#### WRITTEN REQUEST A:
Name every person mentioned by name in the passage on the Left and multipolarity.
#### WRITTEN REQUEST B:
For each statement, answer yes or no according to the passage on the Left and multipolarity, quoting the words that decide it: (i) All streams of the Left have long argued for a multipolar world. (ii) Putin announced the annexation of three Ukrainian provinces. (iii) The essay has been translated into many languages.

#### PASSAGE PROVIDED:
NB: What enables someone who has been a communist all his life become an ultra-chauvinist overnight? What lies beneath the slippery nature of ideology, and what is the difference between political philosophy and ideology? Why do Leninist parties in power enforce single-party dictatorships? What is the communist understanding of law and justice – is it merely that might is right? Why are comrades averse to discussing these matters in a non-polemical conversation? Do they realise how much closer they are to Carl Schmitt than to Karl Marx? These are some of the questions (in my view) that are thrown up by this well-liked and timely essay by Kavita Krishnan; which has been translated into many world languages. DS
The Left’s advocacy for ‘multipolarity’ against a US-led unipolar order has, in effect, defended authoritarianism across the world. The Left must reflect on how its language enables such regimes
KAVITA KRISHNAN
Multipolarity is the compass orienting the Left’s understanding of international relations. All streams of the Left in India and globally have for long advocated for a multipolar world as opposed to a unipolar one dominated by the imperialist USA. At the same time, multipolarity has become the keystone of the shared language of global fascisms and authoritarianisms. It is a rallying cry for despots, that serves to dress up their war on democracy as a war on imperialism. The deployment of multipolarity to disguise and legitimise despotism is immeasurably enabled by the ringing endorsement by the global Left of multipolarity as a welcome expression of anti-imperialist democratisation of international relations.
By framing its response to political confrontations within or between nation states as a zero-sum option between endorsing multipolarity or unipolarity, the Left perpetuates a fiction that even at its best, was always misleading and inaccurate. But this fiction is positively dangerous today, serving solely as a narrative and dramatic device to cast fascists and authoritarians in flattering roles.
The unfortunate consequences of the Left’s commitment to a value-free multipolarity are illustrated very starkly in the case of its response to the Russian invasion of Ukraine. The global and the Indian Left have legitimised and amplified (to varying degrees) Russian fascist discourse, by defending the invasion as a multipolar challenge to US-led unipolar imperialism.
The freedom to be fascist
On 30 September, while announcing the illegal annexation of four Ukrainian provinces, Russian President Vladimir Putin spelt out what multipolarity and democracy meant in his ideological framework. He defined multipolarity as freedom from the attempts by Western elites to establish their own ‘degraded’ values of democracy and human rights as universal values; values ‘alien’ to the vast majority of people in the West and elsewhere.

#### RECORDS SHOWN:
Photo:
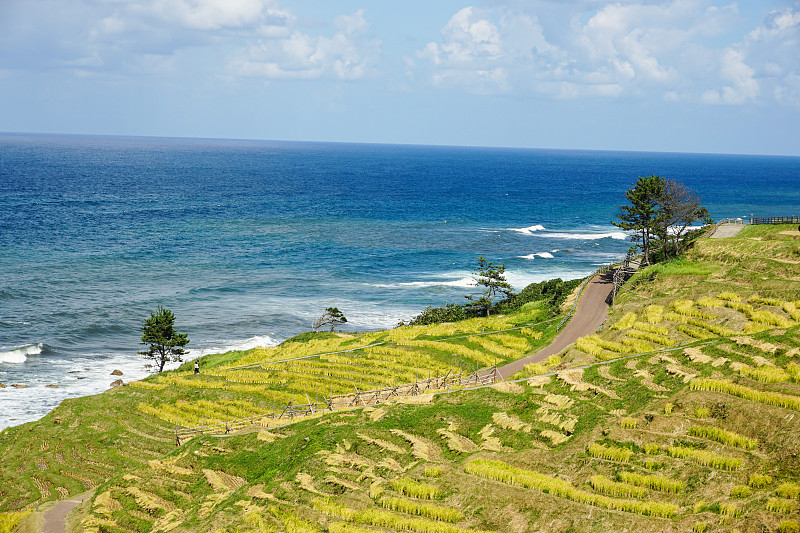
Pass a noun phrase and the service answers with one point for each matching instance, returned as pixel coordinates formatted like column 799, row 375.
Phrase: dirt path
column 55, row 518
column 727, row 230
column 591, row 312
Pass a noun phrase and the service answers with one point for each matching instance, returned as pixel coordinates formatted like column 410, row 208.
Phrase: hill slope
column 697, row 433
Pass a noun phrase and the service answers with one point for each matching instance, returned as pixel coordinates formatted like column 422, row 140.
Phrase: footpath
column 726, row 230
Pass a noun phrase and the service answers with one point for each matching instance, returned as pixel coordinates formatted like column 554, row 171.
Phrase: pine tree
column 165, row 344
column 640, row 216
column 493, row 278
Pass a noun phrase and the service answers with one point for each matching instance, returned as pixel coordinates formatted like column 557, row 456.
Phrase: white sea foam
column 529, row 230
column 462, row 282
column 618, row 235
column 20, row 354
column 543, row 255
column 222, row 346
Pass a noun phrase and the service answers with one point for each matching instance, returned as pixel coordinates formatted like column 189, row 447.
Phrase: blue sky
column 682, row 75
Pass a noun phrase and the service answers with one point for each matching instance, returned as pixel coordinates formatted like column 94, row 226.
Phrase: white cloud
column 348, row 54
column 673, row 50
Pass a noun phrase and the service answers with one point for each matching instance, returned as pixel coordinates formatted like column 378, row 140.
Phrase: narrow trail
column 727, row 230
column 591, row 312
column 55, row 518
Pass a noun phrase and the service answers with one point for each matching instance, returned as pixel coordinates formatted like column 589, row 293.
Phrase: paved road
column 727, row 230
column 55, row 518
column 591, row 312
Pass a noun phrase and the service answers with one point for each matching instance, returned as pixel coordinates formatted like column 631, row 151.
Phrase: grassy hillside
column 682, row 414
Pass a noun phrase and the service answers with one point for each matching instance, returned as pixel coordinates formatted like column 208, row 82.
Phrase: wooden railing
column 353, row 400
column 776, row 220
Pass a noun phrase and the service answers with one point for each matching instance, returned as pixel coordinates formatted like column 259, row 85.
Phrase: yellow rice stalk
column 506, row 421
column 759, row 481
column 792, row 310
column 769, row 398
column 429, row 510
column 415, row 489
column 625, row 322
column 385, row 519
column 764, row 374
column 559, row 401
column 788, row 490
column 729, row 509
column 725, row 437
column 611, row 453
column 653, row 313
column 789, row 526
column 652, row 482
column 613, row 488
column 433, row 471
column 741, row 491
column 780, row 505
column 710, row 302
column 636, row 345
column 511, row 475
column 705, row 457
column 554, row 436
column 150, row 503
column 756, row 299
column 293, row 523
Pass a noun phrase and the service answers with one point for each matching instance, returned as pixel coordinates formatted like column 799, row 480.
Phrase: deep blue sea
column 248, row 241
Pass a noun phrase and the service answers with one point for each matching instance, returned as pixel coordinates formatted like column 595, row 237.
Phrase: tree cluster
column 660, row 214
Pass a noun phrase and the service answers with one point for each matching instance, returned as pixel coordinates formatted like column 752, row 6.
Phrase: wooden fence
column 353, row 400
column 776, row 220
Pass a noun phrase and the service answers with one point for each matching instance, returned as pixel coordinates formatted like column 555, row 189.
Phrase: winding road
column 590, row 314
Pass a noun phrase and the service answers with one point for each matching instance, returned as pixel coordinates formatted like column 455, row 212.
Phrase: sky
column 668, row 76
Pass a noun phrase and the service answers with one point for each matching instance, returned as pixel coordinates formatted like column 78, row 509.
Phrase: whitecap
column 20, row 354
column 543, row 255
column 223, row 346
column 529, row 230
column 617, row 235
column 462, row 282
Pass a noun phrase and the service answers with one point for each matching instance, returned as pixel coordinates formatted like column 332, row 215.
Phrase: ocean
column 247, row 242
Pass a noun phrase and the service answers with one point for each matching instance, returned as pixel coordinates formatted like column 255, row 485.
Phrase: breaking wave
column 529, row 230
column 20, row 355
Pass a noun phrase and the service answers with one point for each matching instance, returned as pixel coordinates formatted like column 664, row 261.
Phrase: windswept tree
column 660, row 212
column 679, row 207
column 640, row 215
column 331, row 316
column 165, row 344
column 492, row 277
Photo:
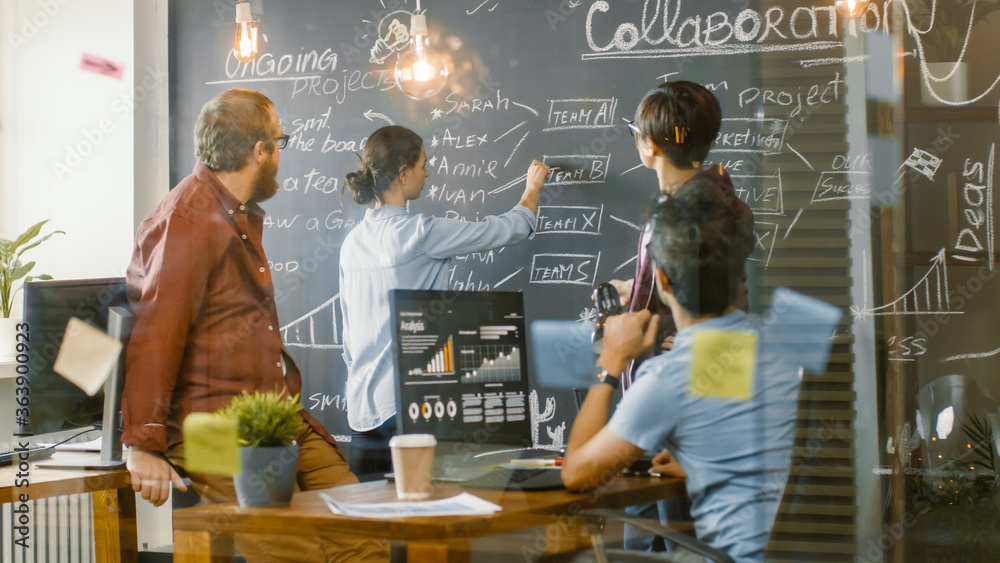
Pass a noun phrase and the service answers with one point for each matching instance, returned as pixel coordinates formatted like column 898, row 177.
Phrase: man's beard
column 264, row 183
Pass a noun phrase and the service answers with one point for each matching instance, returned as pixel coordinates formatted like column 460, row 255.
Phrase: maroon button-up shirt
column 206, row 325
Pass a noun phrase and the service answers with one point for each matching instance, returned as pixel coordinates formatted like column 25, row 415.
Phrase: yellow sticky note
column 723, row 363
column 210, row 444
column 86, row 356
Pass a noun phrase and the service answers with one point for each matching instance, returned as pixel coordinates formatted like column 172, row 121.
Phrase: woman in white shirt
column 393, row 249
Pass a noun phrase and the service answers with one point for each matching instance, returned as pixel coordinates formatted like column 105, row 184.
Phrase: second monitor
column 461, row 366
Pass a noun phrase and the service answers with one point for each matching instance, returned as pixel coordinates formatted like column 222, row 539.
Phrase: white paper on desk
column 463, row 504
column 86, row 356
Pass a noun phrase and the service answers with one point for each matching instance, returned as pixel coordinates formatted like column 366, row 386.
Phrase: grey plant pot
column 268, row 477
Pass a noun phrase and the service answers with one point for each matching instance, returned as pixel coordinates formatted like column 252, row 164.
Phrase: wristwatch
column 605, row 377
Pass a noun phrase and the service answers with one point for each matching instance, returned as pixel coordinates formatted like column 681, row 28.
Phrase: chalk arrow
column 371, row 116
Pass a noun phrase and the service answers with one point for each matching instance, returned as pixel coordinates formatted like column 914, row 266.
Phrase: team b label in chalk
column 578, row 168
column 568, row 219
column 573, row 269
column 581, row 113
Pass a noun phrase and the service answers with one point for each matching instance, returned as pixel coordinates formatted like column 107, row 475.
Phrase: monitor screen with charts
column 461, row 366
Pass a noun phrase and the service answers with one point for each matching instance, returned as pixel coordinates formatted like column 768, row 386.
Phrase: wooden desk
column 115, row 537
column 205, row 533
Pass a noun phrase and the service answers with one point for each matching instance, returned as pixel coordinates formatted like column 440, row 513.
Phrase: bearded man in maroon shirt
column 206, row 325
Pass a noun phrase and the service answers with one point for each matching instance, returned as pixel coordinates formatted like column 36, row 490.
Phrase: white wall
column 57, row 162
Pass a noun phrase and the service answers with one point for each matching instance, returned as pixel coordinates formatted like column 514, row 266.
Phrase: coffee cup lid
column 412, row 441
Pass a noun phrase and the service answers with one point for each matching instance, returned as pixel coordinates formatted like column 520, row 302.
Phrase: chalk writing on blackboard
column 836, row 185
column 792, row 224
column 929, row 296
column 569, row 219
column 922, row 162
column 315, row 329
column 581, row 113
column 905, row 349
column 806, row 28
column 539, row 418
column 977, row 212
column 573, row 269
column 762, row 194
column 765, row 234
column 753, row 135
column 578, row 168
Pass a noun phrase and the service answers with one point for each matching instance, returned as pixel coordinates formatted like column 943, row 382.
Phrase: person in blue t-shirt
column 724, row 400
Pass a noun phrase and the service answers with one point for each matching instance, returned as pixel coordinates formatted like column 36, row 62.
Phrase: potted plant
column 12, row 270
column 267, row 424
column 945, row 38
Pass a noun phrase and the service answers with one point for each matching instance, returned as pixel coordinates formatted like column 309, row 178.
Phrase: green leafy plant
column 950, row 22
column 265, row 420
column 11, row 268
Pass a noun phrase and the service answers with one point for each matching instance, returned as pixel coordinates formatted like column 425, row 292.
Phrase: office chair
column 687, row 549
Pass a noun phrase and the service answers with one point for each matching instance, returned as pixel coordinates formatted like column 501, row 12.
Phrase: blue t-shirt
column 736, row 453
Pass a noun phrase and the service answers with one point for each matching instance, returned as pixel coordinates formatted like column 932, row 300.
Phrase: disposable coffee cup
column 412, row 461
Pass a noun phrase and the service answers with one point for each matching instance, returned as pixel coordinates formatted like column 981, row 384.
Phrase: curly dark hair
column 701, row 243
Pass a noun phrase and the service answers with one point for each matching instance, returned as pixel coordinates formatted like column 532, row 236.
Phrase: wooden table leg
column 417, row 552
column 566, row 534
column 115, row 539
column 202, row 547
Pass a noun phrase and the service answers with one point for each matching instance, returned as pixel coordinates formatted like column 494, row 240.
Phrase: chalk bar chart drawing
column 929, row 296
column 317, row 329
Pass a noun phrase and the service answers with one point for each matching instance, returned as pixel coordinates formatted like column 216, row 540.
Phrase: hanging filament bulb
column 851, row 9
column 245, row 48
column 421, row 70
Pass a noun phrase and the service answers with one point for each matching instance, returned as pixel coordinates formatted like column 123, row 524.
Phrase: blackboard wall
column 548, row 80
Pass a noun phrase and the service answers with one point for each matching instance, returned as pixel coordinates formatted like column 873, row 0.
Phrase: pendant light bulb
column 852, row 9
column 420, row 69
column 245, row 47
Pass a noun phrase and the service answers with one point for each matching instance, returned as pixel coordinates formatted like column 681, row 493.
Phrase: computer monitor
column 57, row 404
column 461, row 366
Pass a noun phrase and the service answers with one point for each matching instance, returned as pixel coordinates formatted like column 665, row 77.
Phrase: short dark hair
column 685, row 105
column 702, row 243
column 386, row 151
column 229, row 126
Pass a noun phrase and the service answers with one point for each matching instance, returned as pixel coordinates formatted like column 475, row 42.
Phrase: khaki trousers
column 320, row 467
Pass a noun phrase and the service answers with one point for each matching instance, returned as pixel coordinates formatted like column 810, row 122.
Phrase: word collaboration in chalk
column 622, row 30
column 569, row 219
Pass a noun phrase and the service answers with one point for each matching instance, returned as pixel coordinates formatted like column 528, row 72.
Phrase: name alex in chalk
column 21, row 511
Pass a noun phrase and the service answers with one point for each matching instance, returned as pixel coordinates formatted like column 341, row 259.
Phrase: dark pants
column 370, row 458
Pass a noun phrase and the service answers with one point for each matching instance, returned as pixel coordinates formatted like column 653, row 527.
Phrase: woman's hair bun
column 362, row 184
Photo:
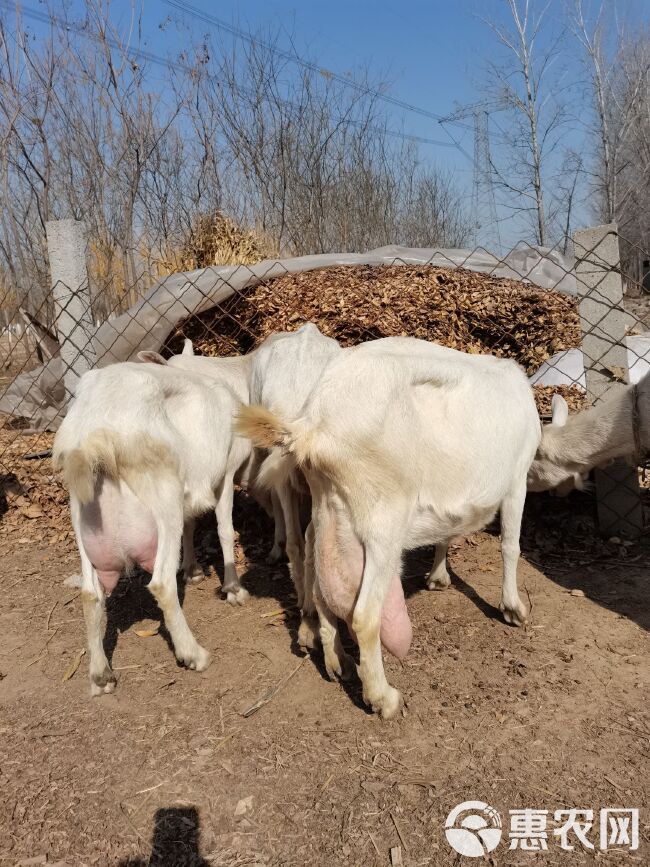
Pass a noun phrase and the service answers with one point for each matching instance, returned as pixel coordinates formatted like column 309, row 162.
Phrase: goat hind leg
column 382, row 563
column 93, row 600
column 192, row 572
column 513, row 609
column 438, row 578
column 164, row 590
column 277, row 552
column 308, row 631
column 235, row 593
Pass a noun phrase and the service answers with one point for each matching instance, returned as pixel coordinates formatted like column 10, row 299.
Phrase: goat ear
column 559, row 411
column 151, row 357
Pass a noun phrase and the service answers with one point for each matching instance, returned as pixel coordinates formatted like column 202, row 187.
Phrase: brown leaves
column 36, row 501
column 574, row 396
column 455, row 307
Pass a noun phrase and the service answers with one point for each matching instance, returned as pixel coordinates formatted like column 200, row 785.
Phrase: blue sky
column 431, row 54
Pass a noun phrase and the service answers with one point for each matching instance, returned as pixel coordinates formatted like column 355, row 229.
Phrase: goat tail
column 263, row 428
column 105, row 453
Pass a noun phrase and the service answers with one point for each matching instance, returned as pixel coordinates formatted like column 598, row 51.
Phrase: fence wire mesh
column 584, row 335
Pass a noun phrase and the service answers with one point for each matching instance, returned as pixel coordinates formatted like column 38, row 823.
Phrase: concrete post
column 66, row 246
column 605, row 325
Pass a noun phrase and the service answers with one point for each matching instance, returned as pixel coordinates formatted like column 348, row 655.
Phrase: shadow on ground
column 175, row 841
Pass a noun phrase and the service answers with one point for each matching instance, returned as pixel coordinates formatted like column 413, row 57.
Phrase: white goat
column 403, row 443
column 285, row 370
column 571, row 446
column 142, row 448
column 233, row 372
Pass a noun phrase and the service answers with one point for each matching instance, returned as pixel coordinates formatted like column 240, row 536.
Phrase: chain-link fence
column 580, row 325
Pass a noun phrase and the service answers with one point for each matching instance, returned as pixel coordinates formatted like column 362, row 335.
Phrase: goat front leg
column 164, row 590
column 234, row 592
column 382, row 563
column 93, row 600
column 192, row 572
column 438, row 578
column 514, row 610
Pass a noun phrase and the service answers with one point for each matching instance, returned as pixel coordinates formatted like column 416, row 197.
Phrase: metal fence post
column 66, row 246
column 605, row 324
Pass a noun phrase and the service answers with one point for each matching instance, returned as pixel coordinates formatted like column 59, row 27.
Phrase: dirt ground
column 169, row 772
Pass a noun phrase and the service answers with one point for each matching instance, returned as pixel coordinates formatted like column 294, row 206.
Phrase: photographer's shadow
column 175, row 841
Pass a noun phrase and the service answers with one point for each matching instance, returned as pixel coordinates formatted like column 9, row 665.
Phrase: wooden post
column 605, row 325
column 66, row 245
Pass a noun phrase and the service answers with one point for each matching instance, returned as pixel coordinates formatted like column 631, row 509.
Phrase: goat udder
column 340, row 570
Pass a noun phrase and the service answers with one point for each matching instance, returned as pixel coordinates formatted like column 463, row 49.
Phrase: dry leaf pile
column 453, row 306
column 33, row 502
column 574, row 396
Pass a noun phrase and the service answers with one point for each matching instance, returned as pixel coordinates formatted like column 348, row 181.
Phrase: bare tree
column 618, row 128
column 89, row 129
column 525, row 91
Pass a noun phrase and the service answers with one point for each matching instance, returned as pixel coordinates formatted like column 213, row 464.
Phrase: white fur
column 285, row 370
column 571, row 446
column 416, row 443
column 171, row 442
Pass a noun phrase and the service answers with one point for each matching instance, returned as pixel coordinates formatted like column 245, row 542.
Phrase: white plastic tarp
column 568, row 367
column 39, row 395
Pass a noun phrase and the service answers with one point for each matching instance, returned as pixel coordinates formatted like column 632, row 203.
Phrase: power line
column 141, row 54
column 183, row 6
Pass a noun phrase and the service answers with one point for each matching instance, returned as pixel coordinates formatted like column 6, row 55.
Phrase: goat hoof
column 237, row 597
column 193, row 575
column 199, row 660
column 308, row 638
column 389, row 705
column 103, row 684
column 339, row 667
column 276, row 555
column 439, row 582
column 514, row 616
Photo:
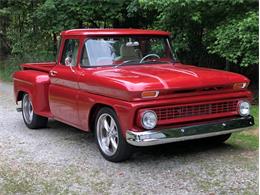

#### COMPLETE RESPONSE A:
Carl Schmitt, Karl Marx, Kavita Krishnan, Vladimir Putin

#### COMPLETE RESPONSE B:
(i) Yes: "All streams of the Left in India and globally have for long advocated for a multipolar world as opposed to a unipolar one dominated by the imperialist USA."
(ii) No: "while announcing the illegal annexation of four Ukrainian provinces"
(iii) Yes: "which has been translated into many world languages"